ENTRIES SUPPLIED.

■ ■ ■ ■ ■

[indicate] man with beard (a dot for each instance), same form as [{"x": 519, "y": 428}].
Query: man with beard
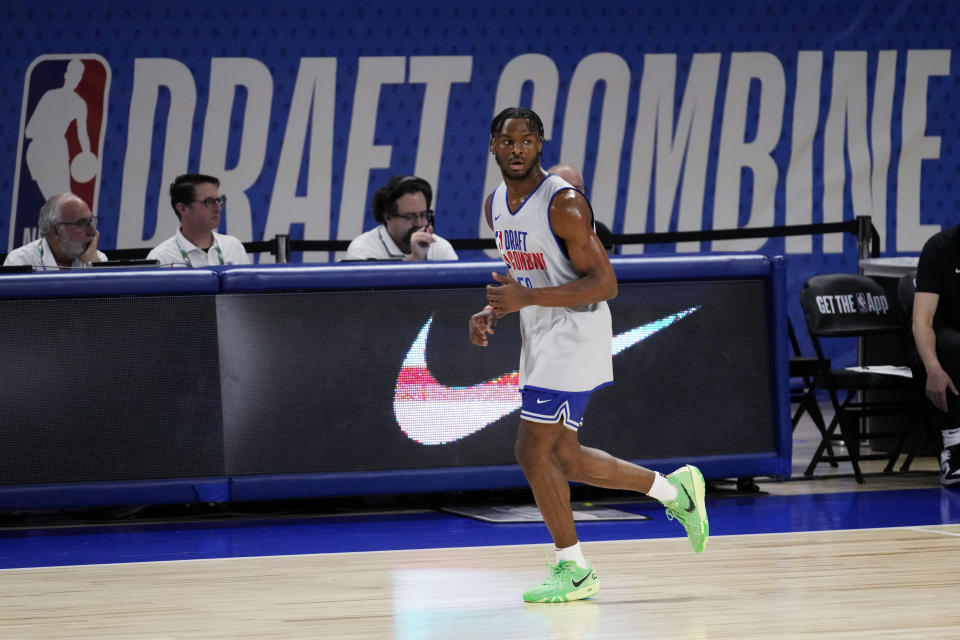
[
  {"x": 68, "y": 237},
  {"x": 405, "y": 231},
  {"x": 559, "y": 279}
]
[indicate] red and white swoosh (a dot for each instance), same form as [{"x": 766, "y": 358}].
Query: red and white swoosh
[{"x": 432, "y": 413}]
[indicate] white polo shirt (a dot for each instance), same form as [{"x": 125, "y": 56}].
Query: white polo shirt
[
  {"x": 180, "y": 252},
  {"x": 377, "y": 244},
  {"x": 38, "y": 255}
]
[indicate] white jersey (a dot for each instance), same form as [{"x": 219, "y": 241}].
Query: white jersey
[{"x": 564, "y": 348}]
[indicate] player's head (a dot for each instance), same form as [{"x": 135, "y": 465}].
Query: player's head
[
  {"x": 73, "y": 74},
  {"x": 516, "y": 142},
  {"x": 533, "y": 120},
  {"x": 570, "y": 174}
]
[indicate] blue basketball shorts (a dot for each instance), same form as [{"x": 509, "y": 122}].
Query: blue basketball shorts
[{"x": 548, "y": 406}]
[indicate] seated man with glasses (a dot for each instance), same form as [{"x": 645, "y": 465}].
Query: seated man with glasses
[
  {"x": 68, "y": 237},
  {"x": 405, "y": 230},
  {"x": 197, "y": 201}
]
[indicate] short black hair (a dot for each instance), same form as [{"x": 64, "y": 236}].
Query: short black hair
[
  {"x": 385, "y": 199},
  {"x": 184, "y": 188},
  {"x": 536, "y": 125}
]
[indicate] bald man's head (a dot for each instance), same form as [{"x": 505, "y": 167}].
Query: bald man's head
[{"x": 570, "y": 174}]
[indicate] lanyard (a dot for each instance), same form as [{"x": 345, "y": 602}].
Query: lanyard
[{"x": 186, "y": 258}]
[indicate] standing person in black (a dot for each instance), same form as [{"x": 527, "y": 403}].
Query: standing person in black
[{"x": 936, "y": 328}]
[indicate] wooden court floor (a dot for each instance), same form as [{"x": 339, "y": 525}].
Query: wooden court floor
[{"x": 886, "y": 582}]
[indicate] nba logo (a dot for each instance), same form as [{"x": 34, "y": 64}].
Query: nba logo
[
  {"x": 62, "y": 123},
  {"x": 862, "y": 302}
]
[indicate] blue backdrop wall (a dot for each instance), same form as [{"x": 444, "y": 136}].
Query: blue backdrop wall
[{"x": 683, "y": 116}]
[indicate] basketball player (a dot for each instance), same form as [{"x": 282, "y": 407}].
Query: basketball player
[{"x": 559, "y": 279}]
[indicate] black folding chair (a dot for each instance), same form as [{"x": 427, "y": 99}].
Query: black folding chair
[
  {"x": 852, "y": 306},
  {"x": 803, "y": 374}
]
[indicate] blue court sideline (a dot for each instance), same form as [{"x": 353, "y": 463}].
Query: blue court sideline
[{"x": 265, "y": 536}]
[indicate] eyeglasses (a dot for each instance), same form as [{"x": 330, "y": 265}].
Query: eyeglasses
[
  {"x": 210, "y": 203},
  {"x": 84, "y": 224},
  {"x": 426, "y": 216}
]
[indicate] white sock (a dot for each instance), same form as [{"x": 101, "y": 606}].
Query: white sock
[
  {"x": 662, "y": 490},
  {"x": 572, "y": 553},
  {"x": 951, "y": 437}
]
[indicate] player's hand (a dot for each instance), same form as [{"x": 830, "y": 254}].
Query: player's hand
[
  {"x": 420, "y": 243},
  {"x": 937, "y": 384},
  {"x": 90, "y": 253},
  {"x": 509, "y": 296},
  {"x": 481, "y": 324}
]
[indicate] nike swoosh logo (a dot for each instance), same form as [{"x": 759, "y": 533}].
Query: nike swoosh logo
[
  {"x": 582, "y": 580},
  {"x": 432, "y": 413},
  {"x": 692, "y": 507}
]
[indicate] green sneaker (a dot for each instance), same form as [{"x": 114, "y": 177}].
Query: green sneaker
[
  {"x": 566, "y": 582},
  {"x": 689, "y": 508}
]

■ ■ ■ ■ ■

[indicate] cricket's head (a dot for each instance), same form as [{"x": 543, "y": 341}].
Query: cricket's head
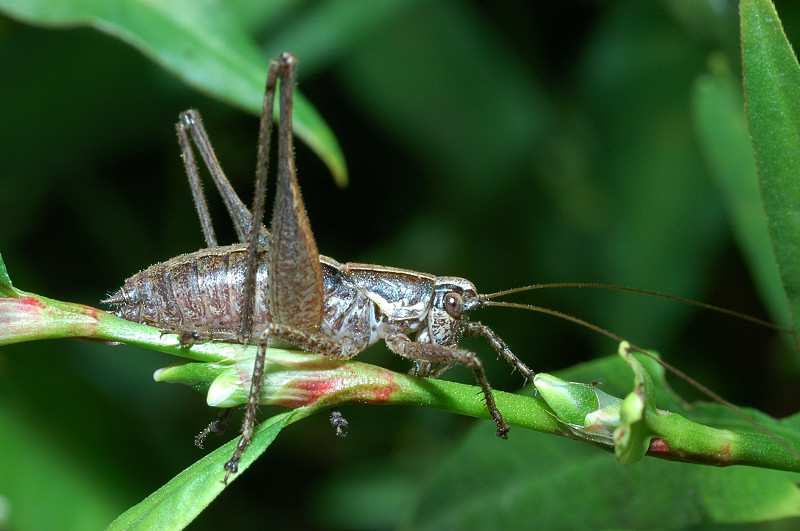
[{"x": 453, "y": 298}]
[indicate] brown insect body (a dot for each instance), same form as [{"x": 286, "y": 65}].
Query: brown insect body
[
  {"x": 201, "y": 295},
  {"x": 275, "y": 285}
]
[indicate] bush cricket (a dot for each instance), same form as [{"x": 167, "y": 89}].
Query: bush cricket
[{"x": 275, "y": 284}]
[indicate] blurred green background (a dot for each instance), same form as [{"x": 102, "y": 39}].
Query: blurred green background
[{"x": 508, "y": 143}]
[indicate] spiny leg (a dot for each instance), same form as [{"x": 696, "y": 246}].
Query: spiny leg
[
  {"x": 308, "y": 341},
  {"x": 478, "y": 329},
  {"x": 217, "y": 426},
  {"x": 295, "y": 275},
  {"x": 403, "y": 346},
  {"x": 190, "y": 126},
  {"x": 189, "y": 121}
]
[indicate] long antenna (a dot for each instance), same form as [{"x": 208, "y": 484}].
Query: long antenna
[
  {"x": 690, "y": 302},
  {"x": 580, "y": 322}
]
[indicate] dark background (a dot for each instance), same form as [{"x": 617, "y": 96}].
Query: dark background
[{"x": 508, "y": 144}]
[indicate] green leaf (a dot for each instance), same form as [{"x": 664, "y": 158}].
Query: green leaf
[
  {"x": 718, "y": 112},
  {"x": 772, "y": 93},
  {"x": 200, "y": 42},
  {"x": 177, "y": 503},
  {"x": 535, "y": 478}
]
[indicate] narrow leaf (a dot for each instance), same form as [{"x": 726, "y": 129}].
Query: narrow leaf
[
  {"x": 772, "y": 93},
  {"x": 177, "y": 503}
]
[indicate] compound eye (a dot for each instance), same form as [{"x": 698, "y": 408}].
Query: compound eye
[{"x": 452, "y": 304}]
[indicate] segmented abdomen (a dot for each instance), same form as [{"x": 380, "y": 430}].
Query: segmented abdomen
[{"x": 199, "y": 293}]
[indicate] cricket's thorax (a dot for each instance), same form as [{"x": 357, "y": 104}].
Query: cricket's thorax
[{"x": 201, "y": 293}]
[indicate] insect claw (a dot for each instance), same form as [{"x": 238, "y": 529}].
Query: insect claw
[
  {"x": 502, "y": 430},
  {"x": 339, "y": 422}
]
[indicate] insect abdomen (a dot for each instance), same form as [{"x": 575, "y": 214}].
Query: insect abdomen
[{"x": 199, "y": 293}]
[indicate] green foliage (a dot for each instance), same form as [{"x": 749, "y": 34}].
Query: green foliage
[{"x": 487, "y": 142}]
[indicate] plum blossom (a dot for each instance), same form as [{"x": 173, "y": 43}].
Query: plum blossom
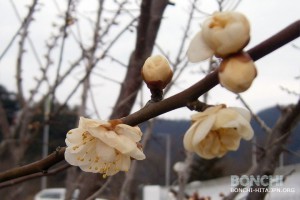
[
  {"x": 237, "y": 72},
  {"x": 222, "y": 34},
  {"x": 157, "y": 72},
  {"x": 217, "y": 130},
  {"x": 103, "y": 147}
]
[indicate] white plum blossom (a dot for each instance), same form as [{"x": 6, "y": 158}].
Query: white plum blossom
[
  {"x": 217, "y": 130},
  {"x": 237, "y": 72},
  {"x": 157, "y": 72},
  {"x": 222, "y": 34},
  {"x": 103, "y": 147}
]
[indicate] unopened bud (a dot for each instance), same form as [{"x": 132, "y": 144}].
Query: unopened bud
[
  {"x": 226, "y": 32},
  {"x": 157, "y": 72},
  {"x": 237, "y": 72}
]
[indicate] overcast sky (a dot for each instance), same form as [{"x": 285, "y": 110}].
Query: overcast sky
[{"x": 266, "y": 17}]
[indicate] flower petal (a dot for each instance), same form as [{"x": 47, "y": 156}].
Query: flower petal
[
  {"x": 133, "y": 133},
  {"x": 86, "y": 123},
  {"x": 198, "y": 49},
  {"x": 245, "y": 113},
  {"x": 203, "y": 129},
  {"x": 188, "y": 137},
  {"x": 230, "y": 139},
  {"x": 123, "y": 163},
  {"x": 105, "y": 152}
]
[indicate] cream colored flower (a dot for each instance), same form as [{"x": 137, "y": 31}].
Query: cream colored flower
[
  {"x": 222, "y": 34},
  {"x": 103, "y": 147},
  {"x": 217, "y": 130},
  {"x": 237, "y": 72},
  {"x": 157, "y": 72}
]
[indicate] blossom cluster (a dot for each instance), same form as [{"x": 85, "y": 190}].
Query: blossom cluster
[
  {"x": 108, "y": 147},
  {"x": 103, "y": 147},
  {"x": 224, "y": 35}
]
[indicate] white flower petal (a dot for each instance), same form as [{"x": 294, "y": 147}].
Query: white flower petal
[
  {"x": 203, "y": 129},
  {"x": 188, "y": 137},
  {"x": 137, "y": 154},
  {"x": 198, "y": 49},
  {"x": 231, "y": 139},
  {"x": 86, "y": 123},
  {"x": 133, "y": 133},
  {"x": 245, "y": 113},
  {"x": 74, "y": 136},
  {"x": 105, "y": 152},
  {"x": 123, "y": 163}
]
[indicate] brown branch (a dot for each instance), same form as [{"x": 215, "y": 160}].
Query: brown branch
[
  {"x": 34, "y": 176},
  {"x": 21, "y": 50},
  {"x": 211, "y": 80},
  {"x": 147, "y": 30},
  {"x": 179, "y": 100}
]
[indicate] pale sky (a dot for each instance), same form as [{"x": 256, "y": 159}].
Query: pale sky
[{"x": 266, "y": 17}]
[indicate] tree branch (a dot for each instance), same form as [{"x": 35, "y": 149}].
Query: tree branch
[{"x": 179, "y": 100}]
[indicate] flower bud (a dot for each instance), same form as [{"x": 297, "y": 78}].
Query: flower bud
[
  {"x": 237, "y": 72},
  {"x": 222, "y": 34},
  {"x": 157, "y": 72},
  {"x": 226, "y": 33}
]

■ ■ ■ ■ ■

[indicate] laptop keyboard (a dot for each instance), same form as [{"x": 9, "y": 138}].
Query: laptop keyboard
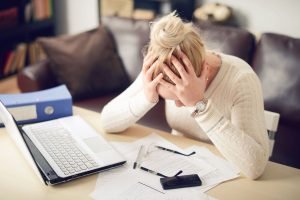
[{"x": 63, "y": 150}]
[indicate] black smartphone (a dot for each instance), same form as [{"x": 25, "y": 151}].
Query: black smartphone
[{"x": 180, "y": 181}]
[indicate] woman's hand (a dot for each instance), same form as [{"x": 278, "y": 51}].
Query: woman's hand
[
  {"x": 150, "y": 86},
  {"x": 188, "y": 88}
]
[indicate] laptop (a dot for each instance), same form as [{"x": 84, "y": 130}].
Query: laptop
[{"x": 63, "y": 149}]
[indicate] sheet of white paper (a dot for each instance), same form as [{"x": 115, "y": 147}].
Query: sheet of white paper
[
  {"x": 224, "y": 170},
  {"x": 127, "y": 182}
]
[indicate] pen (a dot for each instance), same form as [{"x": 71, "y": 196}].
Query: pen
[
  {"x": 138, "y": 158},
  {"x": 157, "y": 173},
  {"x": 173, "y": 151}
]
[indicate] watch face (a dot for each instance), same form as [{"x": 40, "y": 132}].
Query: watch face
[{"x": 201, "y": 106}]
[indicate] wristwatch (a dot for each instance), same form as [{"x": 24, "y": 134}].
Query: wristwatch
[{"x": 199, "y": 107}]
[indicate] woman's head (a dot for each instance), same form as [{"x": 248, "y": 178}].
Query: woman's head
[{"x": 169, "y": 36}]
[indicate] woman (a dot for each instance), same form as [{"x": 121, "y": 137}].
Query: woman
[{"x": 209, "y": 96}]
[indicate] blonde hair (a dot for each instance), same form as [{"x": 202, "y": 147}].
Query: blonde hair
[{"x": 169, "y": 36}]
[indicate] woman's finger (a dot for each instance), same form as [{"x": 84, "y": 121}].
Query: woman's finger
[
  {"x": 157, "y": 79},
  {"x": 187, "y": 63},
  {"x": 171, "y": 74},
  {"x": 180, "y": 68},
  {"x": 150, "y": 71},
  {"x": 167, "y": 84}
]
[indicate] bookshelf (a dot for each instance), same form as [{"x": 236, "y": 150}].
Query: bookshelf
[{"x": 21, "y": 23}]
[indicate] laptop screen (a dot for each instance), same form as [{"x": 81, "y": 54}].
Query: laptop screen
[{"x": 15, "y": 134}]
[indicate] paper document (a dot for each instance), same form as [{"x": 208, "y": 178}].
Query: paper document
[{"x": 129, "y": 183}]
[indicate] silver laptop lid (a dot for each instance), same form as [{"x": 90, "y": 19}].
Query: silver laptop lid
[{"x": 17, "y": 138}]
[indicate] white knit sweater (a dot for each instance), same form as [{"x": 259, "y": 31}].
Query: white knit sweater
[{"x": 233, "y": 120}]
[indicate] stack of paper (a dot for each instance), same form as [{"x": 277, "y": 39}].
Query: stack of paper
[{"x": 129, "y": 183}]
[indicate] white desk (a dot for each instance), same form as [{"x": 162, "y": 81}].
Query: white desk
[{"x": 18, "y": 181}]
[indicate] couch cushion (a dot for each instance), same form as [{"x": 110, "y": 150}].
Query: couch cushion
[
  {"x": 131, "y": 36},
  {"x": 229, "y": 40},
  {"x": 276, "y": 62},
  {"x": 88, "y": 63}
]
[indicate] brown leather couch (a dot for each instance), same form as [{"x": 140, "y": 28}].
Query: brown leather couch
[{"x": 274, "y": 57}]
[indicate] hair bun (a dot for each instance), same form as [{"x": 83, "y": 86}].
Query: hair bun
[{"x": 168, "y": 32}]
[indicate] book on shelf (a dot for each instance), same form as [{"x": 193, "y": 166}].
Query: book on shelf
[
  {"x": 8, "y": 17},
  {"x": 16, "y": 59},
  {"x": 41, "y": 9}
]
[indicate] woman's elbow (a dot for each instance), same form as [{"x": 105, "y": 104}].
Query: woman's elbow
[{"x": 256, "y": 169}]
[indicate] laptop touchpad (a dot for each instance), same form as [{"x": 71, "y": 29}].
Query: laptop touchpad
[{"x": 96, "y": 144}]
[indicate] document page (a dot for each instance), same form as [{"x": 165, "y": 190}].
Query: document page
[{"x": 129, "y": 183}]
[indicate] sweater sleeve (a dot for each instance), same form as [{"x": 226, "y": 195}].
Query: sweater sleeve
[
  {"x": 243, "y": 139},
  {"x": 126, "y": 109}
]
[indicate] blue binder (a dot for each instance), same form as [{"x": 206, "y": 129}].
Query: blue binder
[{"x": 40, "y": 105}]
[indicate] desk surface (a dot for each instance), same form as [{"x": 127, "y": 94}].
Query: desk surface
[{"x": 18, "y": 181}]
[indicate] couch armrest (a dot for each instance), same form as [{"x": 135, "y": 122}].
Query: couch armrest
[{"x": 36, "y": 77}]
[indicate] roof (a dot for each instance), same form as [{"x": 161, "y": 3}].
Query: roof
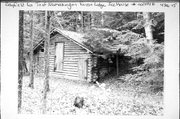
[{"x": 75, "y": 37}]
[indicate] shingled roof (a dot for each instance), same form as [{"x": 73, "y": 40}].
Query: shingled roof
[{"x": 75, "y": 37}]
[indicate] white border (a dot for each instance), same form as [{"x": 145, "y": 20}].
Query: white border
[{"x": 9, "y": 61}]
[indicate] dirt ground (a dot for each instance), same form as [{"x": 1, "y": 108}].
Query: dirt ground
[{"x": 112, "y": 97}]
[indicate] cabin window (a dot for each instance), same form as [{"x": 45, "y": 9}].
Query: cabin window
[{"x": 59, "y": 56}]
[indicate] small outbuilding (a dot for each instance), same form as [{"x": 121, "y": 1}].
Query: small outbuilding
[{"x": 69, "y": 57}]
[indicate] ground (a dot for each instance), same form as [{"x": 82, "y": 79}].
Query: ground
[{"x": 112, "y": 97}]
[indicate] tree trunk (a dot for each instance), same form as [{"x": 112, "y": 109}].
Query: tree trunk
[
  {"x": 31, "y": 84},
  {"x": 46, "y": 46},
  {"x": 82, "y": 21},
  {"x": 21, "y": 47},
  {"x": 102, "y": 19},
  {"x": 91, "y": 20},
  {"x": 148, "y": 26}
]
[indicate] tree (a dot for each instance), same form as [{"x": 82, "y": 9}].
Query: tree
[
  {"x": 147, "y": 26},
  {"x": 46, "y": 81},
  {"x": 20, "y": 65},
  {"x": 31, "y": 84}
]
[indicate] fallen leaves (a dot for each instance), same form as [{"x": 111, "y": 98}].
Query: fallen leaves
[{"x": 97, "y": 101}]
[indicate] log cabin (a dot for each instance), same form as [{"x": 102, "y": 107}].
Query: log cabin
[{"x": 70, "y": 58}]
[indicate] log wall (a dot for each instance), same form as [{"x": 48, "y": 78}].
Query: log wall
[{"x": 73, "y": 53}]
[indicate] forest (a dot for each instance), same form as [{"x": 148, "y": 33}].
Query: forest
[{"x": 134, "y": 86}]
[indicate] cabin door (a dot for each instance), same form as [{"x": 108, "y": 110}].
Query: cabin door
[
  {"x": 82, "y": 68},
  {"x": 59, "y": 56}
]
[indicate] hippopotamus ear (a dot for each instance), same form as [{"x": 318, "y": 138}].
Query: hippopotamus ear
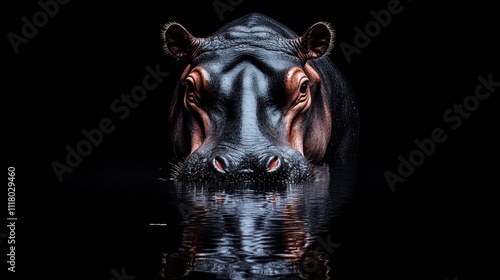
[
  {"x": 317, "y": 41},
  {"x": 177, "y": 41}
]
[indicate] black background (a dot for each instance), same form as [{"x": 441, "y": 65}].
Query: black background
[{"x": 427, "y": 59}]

■ ■ ■ ■ ■

AIM. Which lines above contain the string "backdrop", counting only matches with the same case? Pull out each such line and copy it whole.

WRITTEN ANSWER.
[indicate] blue backdrop wall (a dot for each instance), same form as [{"x": 444, "y": 136}].
Query: blue backdrop wall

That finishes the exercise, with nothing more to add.